╭──

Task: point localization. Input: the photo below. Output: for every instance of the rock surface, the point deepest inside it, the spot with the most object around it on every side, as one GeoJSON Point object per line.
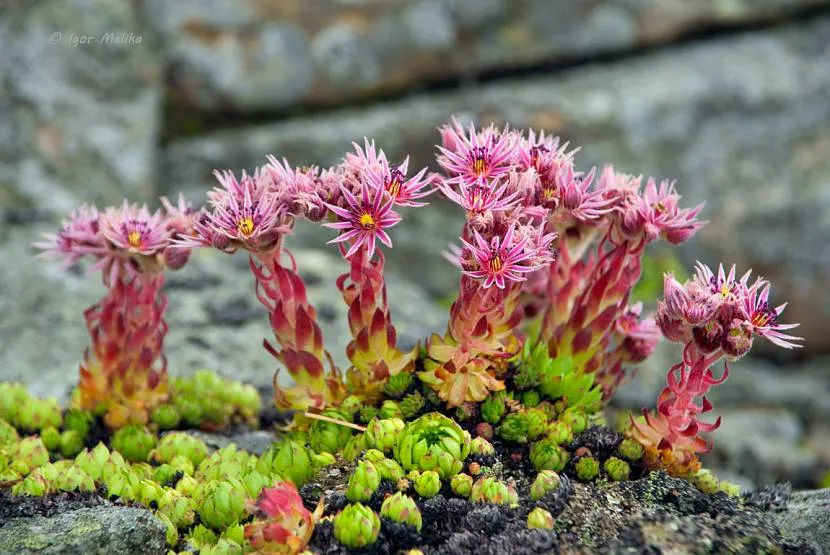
{"type": "Point", "coordinates": [699, 113]}
{"type": "Point", "coordinates": [253, 55]}
{"type": "Point", "coordinates": [98, 530]}
{"type": "Point", "coordinates": [80, 94]}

╰──

Render the whole listing above as a two-column CSV with the headers "prompt" and "response". Put the text in one quoted field and the answer in the other, turn line breaks into spaces, and leave the picture out.

■ OUTPUT OF THE EXERCISE
prompt,response
"Task: point localization. Input: the photo below. Output: for every instance of the rock surface, the point deepest inside it, the spot with the most object around it on every side, as one GeoJSON Point object per line.","{""type"": ""Point"", ""coordinates"": [699, 113]} {""type"": ""Point"", ""coordinates"": [253, 55]} {""type"": ""Point"", ""coordinates"": [98, 530]} {""type"": ""Point"", ""coordinates"": [80, 94]}"